**Exercise:** Find each line in the records below that contains the word "instance", and copy it out.

**Extracted data:**
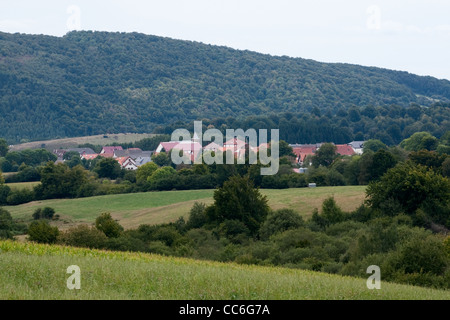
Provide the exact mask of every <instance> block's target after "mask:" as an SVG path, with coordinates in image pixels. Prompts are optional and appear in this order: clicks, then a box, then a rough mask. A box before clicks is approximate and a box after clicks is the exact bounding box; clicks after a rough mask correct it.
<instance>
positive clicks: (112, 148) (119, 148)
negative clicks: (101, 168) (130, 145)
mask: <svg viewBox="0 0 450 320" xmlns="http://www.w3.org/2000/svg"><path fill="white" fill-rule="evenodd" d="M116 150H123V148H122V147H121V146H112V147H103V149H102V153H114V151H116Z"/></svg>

* * *

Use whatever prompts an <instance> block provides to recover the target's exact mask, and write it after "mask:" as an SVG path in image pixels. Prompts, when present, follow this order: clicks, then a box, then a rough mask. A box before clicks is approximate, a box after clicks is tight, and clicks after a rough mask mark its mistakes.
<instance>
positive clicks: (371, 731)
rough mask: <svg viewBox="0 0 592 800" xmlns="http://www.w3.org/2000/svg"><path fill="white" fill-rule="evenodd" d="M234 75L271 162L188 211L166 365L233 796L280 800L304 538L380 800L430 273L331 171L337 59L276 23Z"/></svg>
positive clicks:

**Written solution:**
Provide the exact mask of every <instance> block's target after "mask:" as an SVG path, with coordinates in image pixels. Prompts are optional and appear in this order: clicks, then a box, then a rough mask. A box before clicks is approximate and a box after clicks is the exact bounding box; clicks after a rough mask correct it.
<instance>
Use whatever prompts an <instance> block provides to recover the target's exact mask, and write it after "mask:" as an SVG path in image pixels. Prompts, when present, follow this order: clicks, then a box, then a rough mask. A box before clicks is approximate, a box after clicks is tight, and clicks after a rough mask mark its mistakes.
<instance>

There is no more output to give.